Excellent Guidance on Corporate Governance From Australia

Norman Marks, CRMA, CPA, is a vice president for SAP and has been a chief audit executive and chief risk officer at major global corporations for more than 20 years.

 

The ASX Corporate Governance Council, chaired by the Australian Securities Exchange (ASX), has released a second edition of Corporate Governance Principles and Recommendations (see here for the ASX announcement and related resources, or here if you want to go directly to the document (PDF)).

Whether you are in Australia or not, this document includes materials useful to anybody seeking to understand or improve corporate governance principles and best practices.

The authors believe their guidance is flexible and principles-based, rather than a strict set of rules, and Australia has an “if not, why not” reporting requirement that is similar to the “comply or explain” approach popular around the world (although not in the US). “Under ASX Listing Rule 4.10.3, companies are required to provide a statement in their annual report disclosing the extent to which they have followed the Recommendations in the reporting period. Where companies have not followed all the Recommendations, they must identify the Recommendations that have not been followed and give reasons for not following them.”

The guidance has 8 Principles and a number of Recommendations for each. Many of the Recommendations are common to other guidance and practices, so I will show here only the 8 Principles and the Recommendations I found most interesting (in some cases because they make requirements of actions that many companies — especially in the US — have not taken).

Principle 1 – Lay solid foundations for management and oversight: Companies should establish and disclose the respective roles and responsibilities of board and management.

Recommendation 1.2: Companies should disclose the process for evaluating the performance of senior executives.

Principle 2 – Structure the board to add value: Companies should have a board of an effective composition, size and commitment to adequately discharge its responsibilities and duties.

Recommendation 2.1: A majority of the board should be independent directors.

Recommendation 2.2: The chair should be an independent director.

Recommendation 2.3: The roles of chair and chief executive officer should not be exercised by the same individual.

Recommendation 2.4: The board should establish a nomination committee.

Recommendation 2.5: Companies should disclose the process for evaluating the performance of the board, its committees and individual directors.

Principle 3 – Promote ethical and responsible decision-making: Companies should actively promote ethical and responsible decision-making.

→ **WHAT IS BEING ASKED**:
According to the article on Australian corporate governance guidance, what does ASX Listing Rule 4.10.3 require companies to provide in their annual report?

Stored data entries
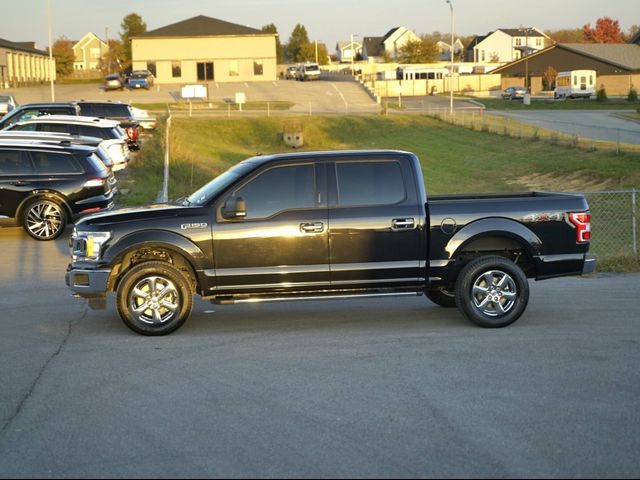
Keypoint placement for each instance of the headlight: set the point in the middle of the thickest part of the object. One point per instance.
(87, 246)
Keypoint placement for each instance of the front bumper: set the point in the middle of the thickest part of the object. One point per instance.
(87, 283)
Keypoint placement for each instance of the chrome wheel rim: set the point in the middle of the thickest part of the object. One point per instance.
(44, 219)
(494, 293)
(154, 300)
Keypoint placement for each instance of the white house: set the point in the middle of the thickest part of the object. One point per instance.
(509, 44)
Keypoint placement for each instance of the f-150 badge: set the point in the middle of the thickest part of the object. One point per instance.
(193, 226)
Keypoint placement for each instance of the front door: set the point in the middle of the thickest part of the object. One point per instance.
(376, 226)
(282, 242)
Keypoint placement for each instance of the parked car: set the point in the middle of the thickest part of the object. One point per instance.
(514, 93)
(325, 225)
(290, 72)
(140, 79)
(115, 138)
(113, 81)
(7, 104)
(28, 111)
(308, 71)
(123, 113)
(44, 186)
(100, 145)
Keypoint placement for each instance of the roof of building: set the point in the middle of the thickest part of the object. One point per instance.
(21, 46)
(374, 46)
(201, 26)
(620, 55)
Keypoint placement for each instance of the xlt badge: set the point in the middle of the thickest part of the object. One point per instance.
(193, 226)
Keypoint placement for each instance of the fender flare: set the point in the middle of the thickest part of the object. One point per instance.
(494, 227)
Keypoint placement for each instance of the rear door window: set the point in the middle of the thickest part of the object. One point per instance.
(52, 163)
(370, 183)
(15, 162)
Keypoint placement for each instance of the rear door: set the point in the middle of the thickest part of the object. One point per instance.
(376, 223)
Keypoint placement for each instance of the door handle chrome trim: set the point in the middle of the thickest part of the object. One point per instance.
(316, 227)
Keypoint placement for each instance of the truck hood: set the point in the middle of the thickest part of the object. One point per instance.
(138, 214)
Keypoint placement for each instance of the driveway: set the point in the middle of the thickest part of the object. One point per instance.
(595, 124)
(395, 388)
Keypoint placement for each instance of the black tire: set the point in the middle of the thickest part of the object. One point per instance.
(165, 312)
(441, 297)
(492, 291)
(44, 219)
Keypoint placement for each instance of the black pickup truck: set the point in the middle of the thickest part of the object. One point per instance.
(326, 225)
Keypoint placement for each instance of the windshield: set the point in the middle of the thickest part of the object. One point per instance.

→ **ANSWER TO THIS EXERCISE**:
A statement disclosing the extent to which they have followed the Recommendations in the reporting period.